*Given text*:
What stock analysis actually involves for UK investors — the seven factors that matter, how to read financial history, and what tools show you that broker apps don't.
Most investors spend more time researching a new phone than the companies they invest thousands of pounds into. A stock is a headline, a ticker, a number that goes up or down. The business behind it — its margins, debt, cash generation, and competitive position — often goes unexamined.
Stock analysis tools exist to close that gap. But most guides to analysis either assume you already know the jargon, or they pitch specific tools without explaining what good analysis actually looks like.
This guide explains what stock analysis involves for UK investors, what the key factors are, and how openbook's 7-factor model gives you a structured way to evaluate any LSE-listed company.
A stock analysis tool pulls together financial information that would otherwise be scattered across annual reports, HMRC filings, regulatory announcements, and third-party databases.
In practice, it does three things:
Analysis tools explain what is and what has been — that's genuinely useful for long-term investors who care about business fundamentals, and it's very different from trying to predict what will happen next.
Openbook evaluates every LSE-listed company across seven factors, grouped into two categories: Reward (what you might gain) and Risk (what could go wrong).
| Factor | What It Measures |
|---|---|
| Growth | Revenue and earnings growth — historical CAGR and forward estimates |
| Momentum | 12-month and 6-month price performance relative to market |
| Profitability | Net margin and return on equity (ROE) over time |
| Valuation | P/E ratio and PEG — how the price compares to earnings and growth |
| Factor | What It Measures |
|---|---|
| Balance Sheet | Interest coverage, net debt/EBITDA, debt trend, FCF coverage |
| Cash Flow | Free cash flow margin, cash ROA, margin stability, operational quality |
| Volatility | Annualised price volatility, beta, maximum drawdown |
Each factor produces a score from 0–100. The Reward rating aggregates the reward factors; the Risk rating aggregates the risk factors. Together, they give you a fast read on a company's profile without having to open the annual report.
You can see the full factor breakdown for any company on openbook — try AstraZeneca, Lloyds, or Rolls-Royce to see how very different business profiles look across these seven dimensions.
Strong growth alone isn't enough — consistency matters more than peaks. A company that has grown revenue at 8% per year for ten years is usually less risky than one that grew 30% for two years and then stalled. Openbook shows historical growth CAGRs alongside the latest year so you can see the trend, not just the headline.
Margins show pricing power and operational efficiency. A company with stable or improving margins over five years is doing something right. Falling margins — even with rising revenue — can signal that growth is being bought rather than earned. The Profitability factor specifically looks at net margin and return on equity together, because high ROE with poor margins often involves significant leverage.

*Short exercise 1*: According to the stock analysis guide, into which two categories are openbook's seven factors grouped?
*Short exercise 2*: Using the stock analysis guide, explain why the Profitability factor looks at net margin and return on equity together.
*Short exercise 3*: Continue the stock analysis guide from its last paragraph.
The rows that come next have no connection to the stock analysis guide.

*Stored data*:
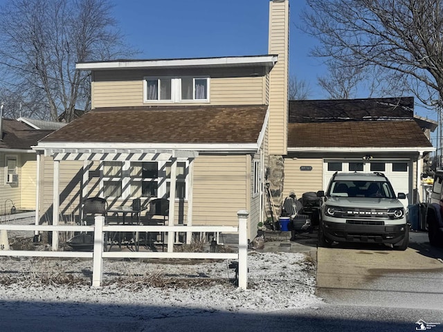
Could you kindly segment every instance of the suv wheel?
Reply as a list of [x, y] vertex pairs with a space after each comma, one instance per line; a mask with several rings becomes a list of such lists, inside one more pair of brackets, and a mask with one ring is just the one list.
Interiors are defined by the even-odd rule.
[[406, 229], [404, 231], [404, 237], [403, 241], [400, 242], [400, 244], [396, 244], [394, 246], [394, 250], [404, 251], [408, 249], [409, 246], [409, 225], [406, 225]]

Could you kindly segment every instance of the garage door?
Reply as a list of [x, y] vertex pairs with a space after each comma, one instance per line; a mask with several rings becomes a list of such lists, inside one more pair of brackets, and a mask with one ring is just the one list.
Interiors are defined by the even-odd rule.
[[[323, 167], [323, 188], [327, 188], [331, 176], [336, 172], [362, 172], [365, 173], [379, 172], [389, 179], [395, 194], [404, 192], [408, 195], [409, 190], [408, 160], [325, 160]], [[402, 202], [407, 206], [408, 202]]]

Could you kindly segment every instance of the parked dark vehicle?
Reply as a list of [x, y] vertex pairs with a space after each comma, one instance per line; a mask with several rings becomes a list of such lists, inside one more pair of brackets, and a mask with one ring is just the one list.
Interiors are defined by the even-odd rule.
[[425, 225], [431, 246], [443, 247], [443, 170], [437, 171], [431, 194], [431, 202], [426, 205]]
[[303, 206], [300, 213], [309, 216], [312, 228], [317, 227], [320, 221], [321, 197], [318, 197], [316, 192], [308, 192], [304, 193], [298, 201]]

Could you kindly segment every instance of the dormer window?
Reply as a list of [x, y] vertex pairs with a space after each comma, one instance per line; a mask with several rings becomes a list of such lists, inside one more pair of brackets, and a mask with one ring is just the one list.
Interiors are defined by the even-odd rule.
[[146, 99], [147, 100], [172, 100], [170, 78], [146, 80]]
[[145, 102], [208, 102], [208, 77], [145, 77]]

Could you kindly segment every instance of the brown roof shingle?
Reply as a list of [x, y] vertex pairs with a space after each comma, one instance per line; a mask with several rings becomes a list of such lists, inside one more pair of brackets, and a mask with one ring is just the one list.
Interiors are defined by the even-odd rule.
[[289, 100], [289, 122], [413, 118], [414, 98]]
[[417, 147], [432, 144], [413, 120], [289, 123], [288, 127], [289, 148]]
[[267, 106], [161, 106], [96, 109], [44, 142], [253, 143]]

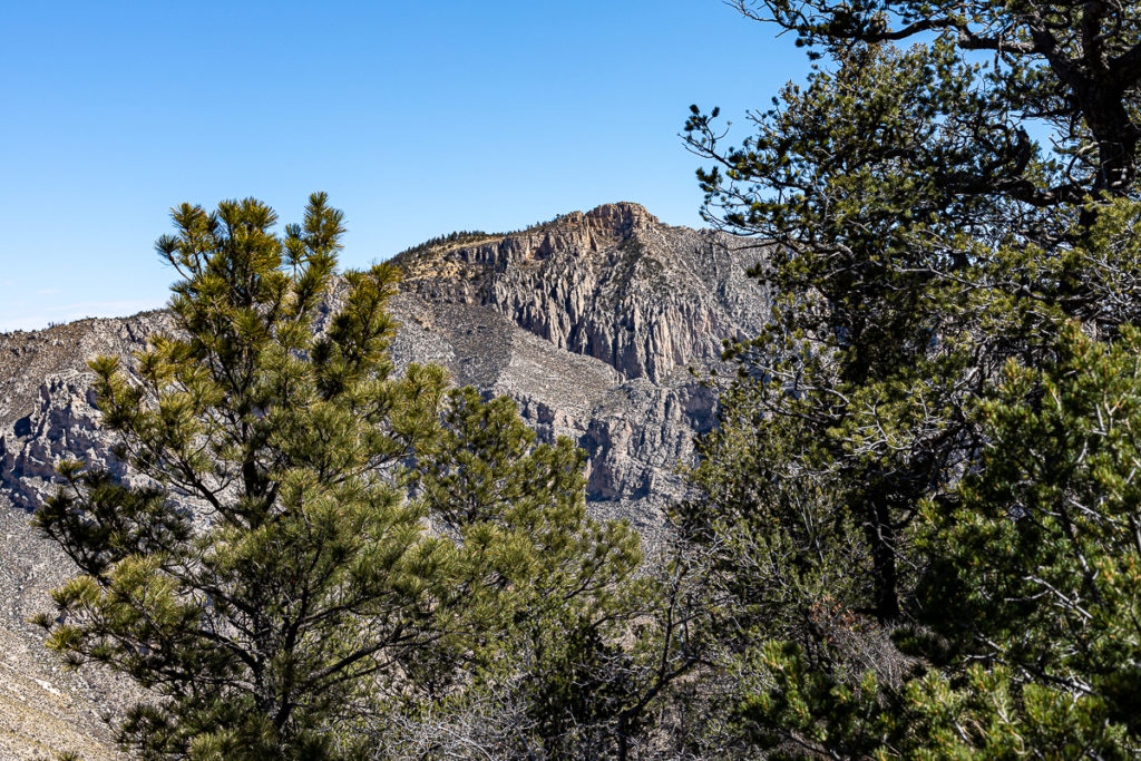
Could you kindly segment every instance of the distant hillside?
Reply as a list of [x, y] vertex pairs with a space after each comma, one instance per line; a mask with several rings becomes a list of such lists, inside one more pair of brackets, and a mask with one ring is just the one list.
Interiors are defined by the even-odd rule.
[[[505, 235], [442, 236], [394, 259], [405, 282], [391, 305], [402, 323], [393, 353], [509, 395], [543, 438], [572, 437], [590, 455], [592, 509], [629, 517], [653, 540], [662, 507], [682, 494], [677, 464], [713, 423], [714, 396], [688, 369], [718, 365], [722, 340], [755, 333], [769, 314], [766, 289], [745, 275], [760, 256], [633, 203]], [[0, 552], [10, 559], [0, 567], [0, 671], [11, 674], [0, 686], [23, 686], [0, 687], [0, 758], [111, 753], [95, 713], [113, 709], [121, 688], [65, 675], [24, 623], [68, 573], [26, 523], [55, 463], [116, 465], [86, 362], [129, 356], [167, 324], [155, 311], [0, 334]]]

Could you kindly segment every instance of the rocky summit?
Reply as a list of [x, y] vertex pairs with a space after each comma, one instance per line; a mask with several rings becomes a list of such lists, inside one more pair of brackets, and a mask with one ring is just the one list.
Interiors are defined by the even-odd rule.
[[[762, 257], [634, 203], [437, 238], [393, 260], [404, 273], [390, 305], [400, 323], [393, 354], [510, 396], [543, 439], [577, 442], [591, 509], [629, 518], [654, 543], [663, 507], [683, 494], [678, 465], [714, 421], [715, 395], [701, 379], [723, 370], [725, 339], [755, 334], [769, 315], [766, 288], [746, 274]], [[27, 520], [60, 460], [121, 468], [86, 363], [127, 357], [168, 324], [154, 311], [0, 334], [0, 759], [114, 758], [102, 714], [123, 686], [66, 672], [26, 623], [50, 609], [48, 590], [68, 574]]]

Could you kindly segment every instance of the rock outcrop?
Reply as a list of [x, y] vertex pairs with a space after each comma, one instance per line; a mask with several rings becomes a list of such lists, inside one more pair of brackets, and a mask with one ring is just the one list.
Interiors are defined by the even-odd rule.
[[[755, 333], [768, 316], [767, 291], [745, 274], [760, 256], [720, 233], [663, 225], [633, 203], [426, 244], [394, 259], [404, 284], [391, 303], [402, 325], [393, 353], [398, 364], [439, 363], [460, 384], [510, 396], [541, 438], [573, 438], [589, 454], [592, 510], [628, 517], [652, 540], [662, 507], [683, 492], [678, 463], [690, 459], [694, 434], [713, 424], [715, 397], [698, 378], [719, 366], [722, 340]], [[80, 459], [121, 468], [98, 426], [87, 361], [129, 356], [168, 325], [155, 311], [0, 334], [0, 549], [22, 558], [0, 569], [0, 642], [35, 641], [26, 616], [43, 609], [67, 568], [26, 526], [54, 467]], [[9, 669], [65, 690], [71, 702], [59, 710], [87, 727], [105, 678], [56, 685], [57, 664], [38, 646], [25, 649]], [[5, 732], [18, 731], [0, 719], [0, 758]]]

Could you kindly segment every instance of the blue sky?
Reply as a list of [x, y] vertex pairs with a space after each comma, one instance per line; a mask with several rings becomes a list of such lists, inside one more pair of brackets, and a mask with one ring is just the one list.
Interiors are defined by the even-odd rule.
[[343, 266], [608, 201], [697, 226], [690, 103], [807, 64], [720, 0], [0, 3], [0, 331], [162, 305], [169, 208], [343, 209]]

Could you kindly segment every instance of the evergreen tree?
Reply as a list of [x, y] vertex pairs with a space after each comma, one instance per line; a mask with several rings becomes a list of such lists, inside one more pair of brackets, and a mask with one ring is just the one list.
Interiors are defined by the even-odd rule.
[[508, 399], [447, 392], [439, 367], [394, 371], [397, 272], [335, 277], [324, 194], [282, 237], [254, 200], [173, 220], [172, 330], [128, 367], [91, 364], [131, 480], [65, 463], [35, 516], [81, 573], [40, 621], [49, 645], [156, 696], [124, 745], [371, 754], [388, 739], [370, 715], [462, 695], [520, 638], [610, 633], [637, 537], [586, 518], [569, 442], [534, 445]]
[[741, 374], [701, 444], [703, 496], [677, 511], [713, 558], [712, 625], [741, 674], [722, 738], [937, 755], [924, 743], [966, 715], [948, 706], [994, 718], [1023, 679], [972, 672], [992, 691], [956, 693], [940, 679], [968, 679], [966, 661], [924, 634], [947, 610], [931, 511], [970, 503], [962, 477], [988, 467], [976, 403], [1008, 361], [1062, 355], [1067, 318], [1112, 340], [1139, 316], [1138, 11], [735, 5], [823, 60], [741, 147], [721, 146], [715, 111], [687, 124], [715, 164], [699, 172], [706, 218], [770, 244], [755, 274], [778, 294], [767, 330], [730, 347]]

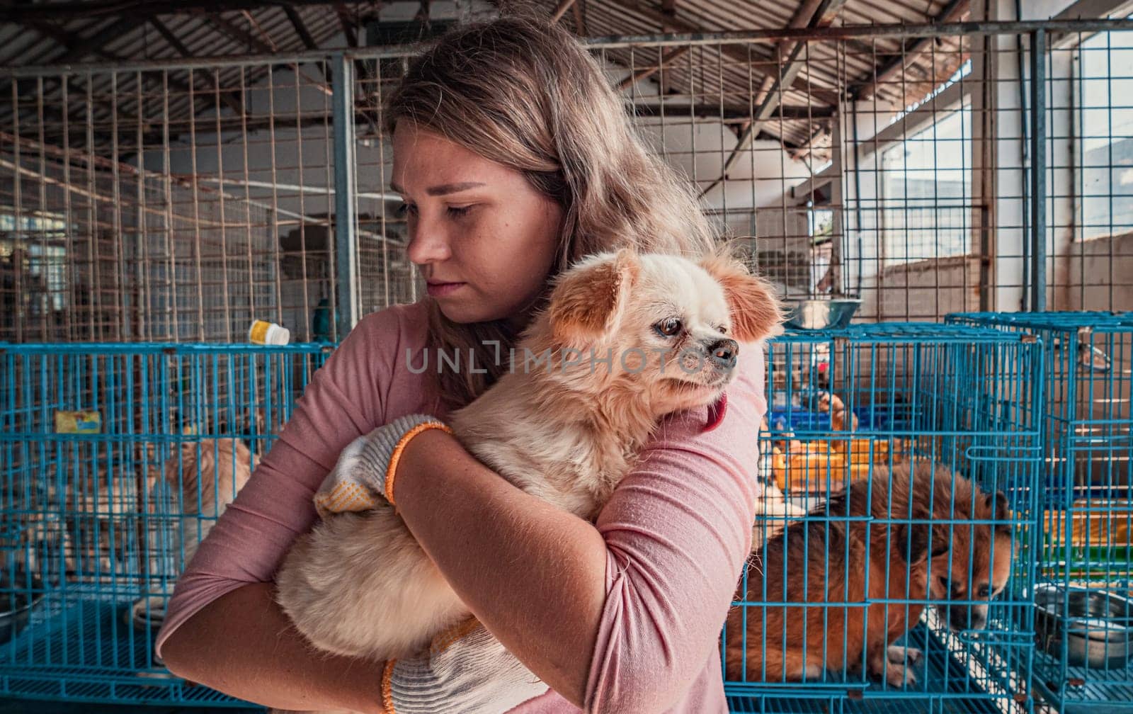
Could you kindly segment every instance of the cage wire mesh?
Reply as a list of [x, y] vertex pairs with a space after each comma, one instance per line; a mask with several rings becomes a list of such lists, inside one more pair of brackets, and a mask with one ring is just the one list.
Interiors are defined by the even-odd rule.
[[[990, 25], [588, 44], [787, 299], [913, 321], [1131, 303], [1122, 23], [1045, 34], [1038, 74], [1036, 33]], [[326, 56], [5, 70], [0, 338], [338, 339], [343, 300], [352, 324], [417, 299], [382, 121], [410, 56], [351, 51], [339, 83]]]
[[1040, 357], [1023, 335], [936, 323], [768, 343], [730, 695], [751, 711], [1030, 711]]
[[0, 694], [246, 705], [173, 677], [153, 645], [177, 576], [330, 350], [3, 349]]

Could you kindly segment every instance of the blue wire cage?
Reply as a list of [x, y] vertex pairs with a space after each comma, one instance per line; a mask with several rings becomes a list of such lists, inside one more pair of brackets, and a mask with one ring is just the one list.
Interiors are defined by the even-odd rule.
[[1133, 313], [966, 313], [1043, 347], [1036, 685], [1066, 712], [1133, 712]]
[[0, 695], [247, 706], [154, 656], [329, 346], [0, 345]]
[[[1019, 555], [1033, 535], [1040, 349], [928, 323], [768, 342], [764, 496], [722, 636], [732, 711], [1031, 711], [1034, 573]], [[928, 469], [910, 486], [928, 516], [893, 495], [914, 465]], [[851, 508], [847, 484], [880, 501]], [[980, 495], [965, 498], [965, 484]], [[1006, 515], [991, 507], [997, 492]], [[1010, 550], [991, 547], [996, 530]], [[913, 532], [936, 538], [934, 555], [904, 555], [898, 536]], [[991, 600], [980, 588], [994, 575], [1006, 584]], [[944, 590], [926, 590], [934, 578]], [[877, 628], [923, 654], [886, 649], [874, 666], [862, 632]]]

*Final result 1*: Reward and Risk.

*Final result 2*: The guide says the two are considered together because a high return on equity paired with poor margins often involves significant leverage. Looking at both helps show whether strong returns come from real pricing power and efficiency or from heavy borrowing.

*Final result 3*:
A low P/E doesn't mean cheap, and a high P/E doesn't mean expensive. Context matters: cheap relative to what? The Valuation factor includes PEG (P/E ÷ growth rate), which corrects for the fact that a fast-growing company deserves a higher multiple. A stock with a P/E of 20 growing at 20% may be better value than one with a P/E of 10 growing at 2%.
This is the factor most often ignored until it matters. A company carrying high debt can generate excellent returns in good years and face existential risk in bad ones. The Balance Sheet factor scores interest coverage (can the company service its debt from operating profits?) and net debt/EBITDA (how many years of earnings to repay the debt?). Compare how Shell and a more leveraged utility look on this factor.
Accounting profit and cash generation often diverge. A company might report growing earnings while burning cash — through working capital build-up, aggressive capitalisation of costs, or one-off items boosting reported profits. The Cash Flow factor specifically separates free cash flow (after capex) from accounting profit, which is why it's particularly relevant for dividend investors who need to know if the payout is backed by real cash.
This measures how much the share price has historically moved, not just whether it went up. High-volatility stocks require a stronger stomach and longer holding period for the expected return to materialise. For long-term investors, volatility is less important than fundamentals — but it still affects the real experience of holding.
Analysis tools explain what has happened and what the current position looks like. They can't predict future earnings, forecast management decisions, or account for events that haven't happened yet.
| What Analysis Shows | What It Doesn't Show |
|---|---|
| Historical financial trends | Future earnings |
| Current valuation vs history | Whether the business model holds |
| Balance sheet strength | Management quality |
| Cash generation patterns | Competitive dynamics |
Good analysis reduces uncertainty — it doesn't eliminate it. The most useful approach is to use analysis to narrow the universe, understand the business more deeply, and monitor existing holdings for fundamental changes. It's a lens, not a recommendation.
| Aspect | Analysis Tool | Analyst Tips |
|---|---|---|
| Purpose | Show data and context | Express a view on future performance |
| Objectivity | Based on reported financials | Based on opinion or model |
| Shelf life | Updates with new data | Often stale quickly |
| User control | You draw your own conclusions | Suggests specific action |
Many investors find independent analysis more useful than tips, because it develops judgment rather than outsourcing it.
There's no single answer — it depends on what you're looking for. For income investors, Cash Flow and Balance Sheet matter most. For growth investors, Growth and Profitability are central. Valuation matters to everyone.
Each company is scored 0–100 on seven factors: Growth, Momentum, Profitability, Valuation (Reward factors) and Balance Sheet, Cash Flow, Volatility (Risk factors). These combine into a Reward rating and a Risk rating visible on every equity page.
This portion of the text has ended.